● Work order
Please output exactly the run of lines that starts at the line with "Consider the photo above. For every instance of the dried" and ends at the last line of the records below.

● Given data
⁂

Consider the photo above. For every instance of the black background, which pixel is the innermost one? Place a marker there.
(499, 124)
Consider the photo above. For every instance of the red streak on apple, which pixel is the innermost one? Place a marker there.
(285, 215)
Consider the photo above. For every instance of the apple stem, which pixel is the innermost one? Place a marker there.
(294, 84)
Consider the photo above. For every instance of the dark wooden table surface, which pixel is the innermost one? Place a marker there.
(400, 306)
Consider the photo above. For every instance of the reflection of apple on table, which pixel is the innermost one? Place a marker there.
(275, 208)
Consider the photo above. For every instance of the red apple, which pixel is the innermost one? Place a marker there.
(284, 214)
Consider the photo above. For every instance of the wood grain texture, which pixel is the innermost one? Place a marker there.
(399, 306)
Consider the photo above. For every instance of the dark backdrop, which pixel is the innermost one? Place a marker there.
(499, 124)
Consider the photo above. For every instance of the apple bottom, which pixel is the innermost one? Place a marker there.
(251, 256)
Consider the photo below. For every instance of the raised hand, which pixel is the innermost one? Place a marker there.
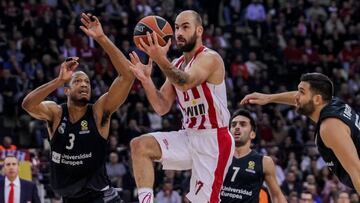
(154, 50)
(91, 26)
(141, 71)
(67, 68)
(256, 98)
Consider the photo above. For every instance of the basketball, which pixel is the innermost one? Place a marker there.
(151, 24)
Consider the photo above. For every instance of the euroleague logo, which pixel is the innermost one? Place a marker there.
(140, 28)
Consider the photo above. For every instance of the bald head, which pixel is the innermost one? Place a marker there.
(195, 16)
(75, 75)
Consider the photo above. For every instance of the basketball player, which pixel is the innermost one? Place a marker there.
(78, 130)
(249, 169)
(337, 134)
(204, 145)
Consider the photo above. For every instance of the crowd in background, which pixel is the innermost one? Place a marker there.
(266, 45)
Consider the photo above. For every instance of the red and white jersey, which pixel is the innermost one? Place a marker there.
(203, 106)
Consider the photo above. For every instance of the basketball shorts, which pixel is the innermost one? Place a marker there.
(208, 153)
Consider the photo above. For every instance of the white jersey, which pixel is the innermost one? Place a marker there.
(203, 106)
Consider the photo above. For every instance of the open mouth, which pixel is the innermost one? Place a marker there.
(84, 92)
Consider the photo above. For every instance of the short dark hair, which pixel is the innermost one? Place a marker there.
(247, 114)
(11, 156)
(197, 17)
(319, 83)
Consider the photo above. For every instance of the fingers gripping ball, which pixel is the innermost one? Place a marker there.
(151, 24)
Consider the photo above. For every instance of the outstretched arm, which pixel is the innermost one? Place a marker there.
(120, 88)
(205, 65)
(270, 178)
(34, 102)
(337, 136)
(161, 100)
(262, 99)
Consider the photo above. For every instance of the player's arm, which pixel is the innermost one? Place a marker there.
(34, 102)
(201, 70)
(161, 100)
(270, 179)
(92, 27)
(262, 99)
(337, 136)
(120, 88)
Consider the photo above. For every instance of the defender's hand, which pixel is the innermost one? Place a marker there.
(91, 26)
(141, 71)
(256, 98)
(67, 68)
(154, 50)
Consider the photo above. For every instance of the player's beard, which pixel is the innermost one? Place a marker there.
(79, 101)
(188, 46)
(306, 109)
(242, 141)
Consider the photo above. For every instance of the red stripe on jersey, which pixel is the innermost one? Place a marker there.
(203, 119)
(192, 122)
(179, 62)
(209, 99)
(224, 146)
(200, 49)
(195, 93)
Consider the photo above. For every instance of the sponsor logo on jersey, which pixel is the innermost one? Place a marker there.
(195, 109)
(84, 127)
(347, 112)
(55, 157)
(166, 143)
(199, 184)
(251, 167)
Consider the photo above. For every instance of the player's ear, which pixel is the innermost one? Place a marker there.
(317, 99)
(67, 90)
(252, 134)
(199, 30)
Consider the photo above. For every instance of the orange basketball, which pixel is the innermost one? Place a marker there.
(151, 24)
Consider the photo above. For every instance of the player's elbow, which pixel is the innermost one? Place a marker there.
(26, 104)
(161, 111)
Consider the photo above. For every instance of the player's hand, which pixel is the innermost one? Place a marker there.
(91, 26)
(154, 50)
(67, 68)
(141, 71)
(256, 98)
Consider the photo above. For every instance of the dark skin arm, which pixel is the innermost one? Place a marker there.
(108, 103)
(49, 111)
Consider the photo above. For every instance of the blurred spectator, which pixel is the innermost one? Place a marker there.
(7, 145)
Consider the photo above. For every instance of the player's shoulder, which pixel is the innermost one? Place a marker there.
(210, 53)
(268, 161)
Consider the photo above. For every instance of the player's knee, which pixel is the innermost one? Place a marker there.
(145, 146)
(139, 146)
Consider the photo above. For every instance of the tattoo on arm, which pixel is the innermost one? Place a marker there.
(160, 95)
(176, 76)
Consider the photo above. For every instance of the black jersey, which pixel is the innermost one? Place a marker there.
(338, 109)
(78, 154)
(243, 180)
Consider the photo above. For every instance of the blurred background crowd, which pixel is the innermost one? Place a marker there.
(266, 45)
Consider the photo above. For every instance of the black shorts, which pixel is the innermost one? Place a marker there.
(107, 196)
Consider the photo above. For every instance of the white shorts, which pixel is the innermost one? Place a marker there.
(208, 153)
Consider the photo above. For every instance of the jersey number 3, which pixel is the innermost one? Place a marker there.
(71, 141)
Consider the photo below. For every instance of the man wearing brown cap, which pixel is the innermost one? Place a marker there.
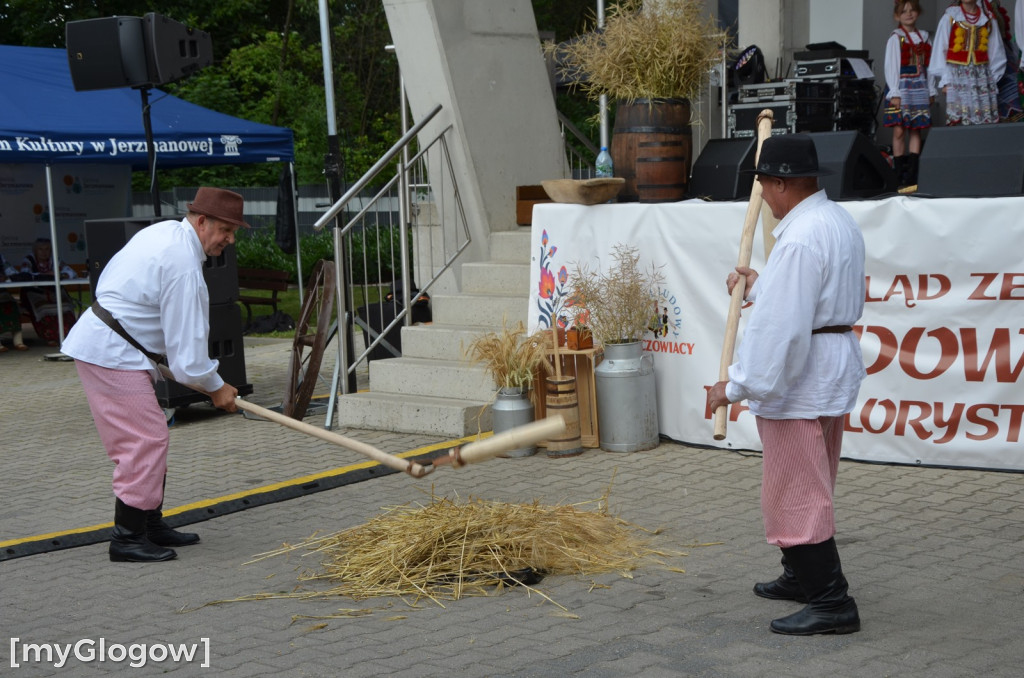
(152, 307)
(800, 367)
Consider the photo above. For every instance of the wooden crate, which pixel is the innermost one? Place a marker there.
(579, 364)
(525, 198)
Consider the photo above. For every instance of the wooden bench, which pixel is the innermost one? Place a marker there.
(264, 280)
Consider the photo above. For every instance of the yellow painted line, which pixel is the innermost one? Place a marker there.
(255, 491)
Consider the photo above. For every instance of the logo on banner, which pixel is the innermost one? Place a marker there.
(666, 327)
(230, 142)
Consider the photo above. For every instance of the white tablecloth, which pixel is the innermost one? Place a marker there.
(942, 331)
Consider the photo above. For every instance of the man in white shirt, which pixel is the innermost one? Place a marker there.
(155, 289)
(800, 367)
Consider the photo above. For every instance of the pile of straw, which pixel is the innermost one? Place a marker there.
(446, 550)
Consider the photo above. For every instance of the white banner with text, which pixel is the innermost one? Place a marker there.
(942, 332)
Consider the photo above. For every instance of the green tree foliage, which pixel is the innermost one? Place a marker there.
(268, 68)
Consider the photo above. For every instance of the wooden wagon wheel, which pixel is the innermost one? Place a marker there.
(310, 339)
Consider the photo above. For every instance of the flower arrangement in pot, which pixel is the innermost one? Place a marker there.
(512, 358)
(616, 302)
(652, 56)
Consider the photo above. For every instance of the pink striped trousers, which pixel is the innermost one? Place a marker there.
(132, 427)
(800, 463)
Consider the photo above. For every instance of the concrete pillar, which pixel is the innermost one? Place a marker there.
(481, 59)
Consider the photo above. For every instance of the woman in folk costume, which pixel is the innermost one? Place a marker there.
(1009, 94)
(909, 91)
(1019, 36)
(968, 59)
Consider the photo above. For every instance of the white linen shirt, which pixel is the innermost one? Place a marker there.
(813, 279)
(155, 288)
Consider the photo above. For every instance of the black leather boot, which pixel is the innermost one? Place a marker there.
(829, 609)
(899, 167)
(162, 534)
(784, 588)
(912, 162)
(128, 540)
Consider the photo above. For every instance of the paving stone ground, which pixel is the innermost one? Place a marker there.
(934, 557)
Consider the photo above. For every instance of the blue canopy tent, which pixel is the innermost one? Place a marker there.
(44, 121)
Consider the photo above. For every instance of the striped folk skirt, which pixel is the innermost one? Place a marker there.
(914, 110)
(132, 427)
(800, 463)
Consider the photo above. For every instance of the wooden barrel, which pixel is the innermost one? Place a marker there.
(662, 171)
(561, 398)
(650, 121)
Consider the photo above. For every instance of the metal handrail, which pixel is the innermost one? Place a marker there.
(383, 162)
(374, 216)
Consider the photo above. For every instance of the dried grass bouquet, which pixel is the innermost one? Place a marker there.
(666, 49)
(510, 355)
(616, 302)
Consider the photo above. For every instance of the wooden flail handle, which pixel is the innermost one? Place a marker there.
(739, 291)
(520, 436)
(403, 465)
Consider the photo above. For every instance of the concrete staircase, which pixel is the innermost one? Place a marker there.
(431, 389)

⁂

● Answer for the task
Consider the photo above. For every instance of the dried grass bouquet, which pixel is the innermost one? Place a marker there.
(666, 49)
(510, 355)
(616, 302)
Consider the photo above. For every instance of the wooden flail handle, which pixel is the innermost one? Place a marker there.
(739, 291)
(520, 436)
(403, 465)
Consider the photo above. For every instance of the concrete staircase, which pixel is the innermost one? Place a marker there.
(431, 389)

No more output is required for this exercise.